YOUR OBJECTIVE
Copy out the lines of the records below word for word, starting at the line that contains "Objective — one point per instance of the large" and ending with the last line of the records.

DATA SUPPLIED
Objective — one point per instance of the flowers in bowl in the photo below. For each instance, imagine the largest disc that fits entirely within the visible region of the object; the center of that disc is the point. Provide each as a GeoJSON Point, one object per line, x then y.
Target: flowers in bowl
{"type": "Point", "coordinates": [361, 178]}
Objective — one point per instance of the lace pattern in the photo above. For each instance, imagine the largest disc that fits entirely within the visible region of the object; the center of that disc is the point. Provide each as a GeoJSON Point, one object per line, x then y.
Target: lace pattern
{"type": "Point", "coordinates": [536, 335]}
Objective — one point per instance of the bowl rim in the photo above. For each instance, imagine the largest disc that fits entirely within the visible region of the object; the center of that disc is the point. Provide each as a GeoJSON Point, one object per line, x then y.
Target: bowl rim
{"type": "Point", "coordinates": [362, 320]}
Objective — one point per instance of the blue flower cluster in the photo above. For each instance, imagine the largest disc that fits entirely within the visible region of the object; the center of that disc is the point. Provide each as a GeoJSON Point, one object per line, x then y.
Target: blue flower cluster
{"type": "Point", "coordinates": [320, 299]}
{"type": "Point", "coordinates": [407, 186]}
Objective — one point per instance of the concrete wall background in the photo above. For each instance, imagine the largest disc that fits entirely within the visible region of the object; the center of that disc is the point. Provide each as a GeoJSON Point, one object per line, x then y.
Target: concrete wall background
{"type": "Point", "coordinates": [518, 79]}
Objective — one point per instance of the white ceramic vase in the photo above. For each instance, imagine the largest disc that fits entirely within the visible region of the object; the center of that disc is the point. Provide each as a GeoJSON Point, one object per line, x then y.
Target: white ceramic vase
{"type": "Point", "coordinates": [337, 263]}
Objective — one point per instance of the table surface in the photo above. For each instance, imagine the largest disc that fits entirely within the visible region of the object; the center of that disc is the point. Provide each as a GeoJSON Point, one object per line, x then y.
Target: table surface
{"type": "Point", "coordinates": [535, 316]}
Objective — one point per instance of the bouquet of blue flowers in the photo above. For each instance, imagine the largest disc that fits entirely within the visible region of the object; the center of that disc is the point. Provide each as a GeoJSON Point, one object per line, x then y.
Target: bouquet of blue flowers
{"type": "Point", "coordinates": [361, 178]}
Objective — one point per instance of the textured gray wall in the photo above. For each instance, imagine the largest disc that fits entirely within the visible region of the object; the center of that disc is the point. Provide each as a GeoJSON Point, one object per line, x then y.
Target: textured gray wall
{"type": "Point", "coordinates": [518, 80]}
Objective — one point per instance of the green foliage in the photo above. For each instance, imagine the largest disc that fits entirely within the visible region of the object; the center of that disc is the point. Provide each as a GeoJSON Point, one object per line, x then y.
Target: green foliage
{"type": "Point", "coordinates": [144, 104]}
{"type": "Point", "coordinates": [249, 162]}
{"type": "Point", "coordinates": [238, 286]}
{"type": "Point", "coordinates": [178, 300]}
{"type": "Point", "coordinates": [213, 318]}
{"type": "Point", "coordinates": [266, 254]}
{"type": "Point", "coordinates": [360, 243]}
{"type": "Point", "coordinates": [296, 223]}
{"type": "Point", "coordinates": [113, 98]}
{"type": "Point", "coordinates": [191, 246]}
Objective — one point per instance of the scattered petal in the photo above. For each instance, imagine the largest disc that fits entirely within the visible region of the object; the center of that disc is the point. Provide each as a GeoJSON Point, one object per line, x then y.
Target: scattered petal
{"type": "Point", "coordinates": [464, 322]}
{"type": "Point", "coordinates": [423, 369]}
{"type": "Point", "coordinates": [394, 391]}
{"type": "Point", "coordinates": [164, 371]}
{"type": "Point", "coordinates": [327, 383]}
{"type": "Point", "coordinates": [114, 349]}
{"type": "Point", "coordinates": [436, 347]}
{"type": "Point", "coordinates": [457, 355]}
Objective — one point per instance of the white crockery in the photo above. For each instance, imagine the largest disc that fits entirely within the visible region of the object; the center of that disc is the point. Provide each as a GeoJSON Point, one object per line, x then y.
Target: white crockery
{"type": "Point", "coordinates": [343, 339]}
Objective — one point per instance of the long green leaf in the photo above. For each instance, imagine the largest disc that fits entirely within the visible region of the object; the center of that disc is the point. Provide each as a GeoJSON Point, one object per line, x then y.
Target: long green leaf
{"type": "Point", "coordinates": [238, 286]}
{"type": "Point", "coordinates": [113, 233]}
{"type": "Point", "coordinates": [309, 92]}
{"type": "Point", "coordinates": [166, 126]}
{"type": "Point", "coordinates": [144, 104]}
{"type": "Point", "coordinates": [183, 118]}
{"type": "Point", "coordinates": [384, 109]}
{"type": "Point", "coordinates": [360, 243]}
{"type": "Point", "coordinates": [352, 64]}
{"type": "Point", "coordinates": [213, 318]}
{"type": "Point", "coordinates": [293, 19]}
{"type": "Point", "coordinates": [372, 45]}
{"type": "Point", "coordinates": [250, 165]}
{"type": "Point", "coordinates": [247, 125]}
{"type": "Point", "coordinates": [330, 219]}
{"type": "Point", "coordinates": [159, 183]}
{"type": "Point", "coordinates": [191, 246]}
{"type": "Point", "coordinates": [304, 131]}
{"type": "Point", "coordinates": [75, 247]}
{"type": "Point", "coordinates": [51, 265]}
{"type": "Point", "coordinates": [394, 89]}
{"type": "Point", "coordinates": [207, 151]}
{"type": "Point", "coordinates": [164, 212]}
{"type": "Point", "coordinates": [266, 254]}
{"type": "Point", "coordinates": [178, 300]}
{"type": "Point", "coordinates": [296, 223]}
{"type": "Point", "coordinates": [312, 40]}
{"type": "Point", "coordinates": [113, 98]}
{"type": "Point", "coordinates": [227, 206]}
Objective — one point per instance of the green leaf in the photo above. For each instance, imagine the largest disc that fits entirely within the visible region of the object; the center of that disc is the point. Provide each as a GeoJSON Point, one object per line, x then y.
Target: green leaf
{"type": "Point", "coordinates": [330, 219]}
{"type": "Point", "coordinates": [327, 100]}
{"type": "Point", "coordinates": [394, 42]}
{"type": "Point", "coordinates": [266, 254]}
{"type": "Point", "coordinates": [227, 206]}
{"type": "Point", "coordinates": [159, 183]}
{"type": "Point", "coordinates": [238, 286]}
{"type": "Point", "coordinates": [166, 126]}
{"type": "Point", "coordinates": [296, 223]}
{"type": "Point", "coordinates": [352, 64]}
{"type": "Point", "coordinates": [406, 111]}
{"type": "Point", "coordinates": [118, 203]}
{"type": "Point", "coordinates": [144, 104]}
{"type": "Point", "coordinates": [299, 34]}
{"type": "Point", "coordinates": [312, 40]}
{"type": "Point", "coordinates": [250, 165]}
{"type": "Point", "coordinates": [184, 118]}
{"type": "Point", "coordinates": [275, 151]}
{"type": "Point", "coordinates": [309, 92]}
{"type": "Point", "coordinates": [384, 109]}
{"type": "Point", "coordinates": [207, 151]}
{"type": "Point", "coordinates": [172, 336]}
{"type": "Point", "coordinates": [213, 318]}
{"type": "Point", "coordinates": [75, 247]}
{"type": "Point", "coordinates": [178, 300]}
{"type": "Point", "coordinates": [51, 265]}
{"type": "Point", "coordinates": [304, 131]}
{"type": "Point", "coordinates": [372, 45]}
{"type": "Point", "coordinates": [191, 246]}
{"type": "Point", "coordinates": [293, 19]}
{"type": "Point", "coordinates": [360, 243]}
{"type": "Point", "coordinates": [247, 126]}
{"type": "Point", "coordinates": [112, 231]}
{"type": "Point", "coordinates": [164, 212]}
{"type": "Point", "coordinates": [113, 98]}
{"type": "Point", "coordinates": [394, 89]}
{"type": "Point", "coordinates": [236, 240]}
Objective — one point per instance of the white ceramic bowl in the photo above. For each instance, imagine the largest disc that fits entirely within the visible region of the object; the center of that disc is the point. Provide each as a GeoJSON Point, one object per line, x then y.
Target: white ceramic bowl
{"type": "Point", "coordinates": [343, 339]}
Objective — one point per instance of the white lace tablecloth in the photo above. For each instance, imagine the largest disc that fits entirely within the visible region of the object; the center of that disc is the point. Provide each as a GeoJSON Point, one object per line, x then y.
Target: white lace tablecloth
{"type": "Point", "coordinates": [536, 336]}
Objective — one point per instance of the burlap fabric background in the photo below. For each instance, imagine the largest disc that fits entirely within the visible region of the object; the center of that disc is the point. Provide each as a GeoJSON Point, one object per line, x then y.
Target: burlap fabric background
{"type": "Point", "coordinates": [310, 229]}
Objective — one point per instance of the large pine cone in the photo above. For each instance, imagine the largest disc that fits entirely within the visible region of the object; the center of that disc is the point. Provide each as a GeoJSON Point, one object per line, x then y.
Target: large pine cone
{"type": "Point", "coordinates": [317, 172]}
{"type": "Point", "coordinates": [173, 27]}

ANSWER IN FULL
Objective — one point per instance of the large pine cone in the photo above. For each instance, imagine the largest disc that fits entirely within the visible region of the object; the center of that disc is the point. Provide each as a GeoJSON Point, one object per line, x then y.
Target: large pine cone
{"type": "Point", "coordinates": [317, 172]}
{"type": "Point", "coordinates": [173, 27]}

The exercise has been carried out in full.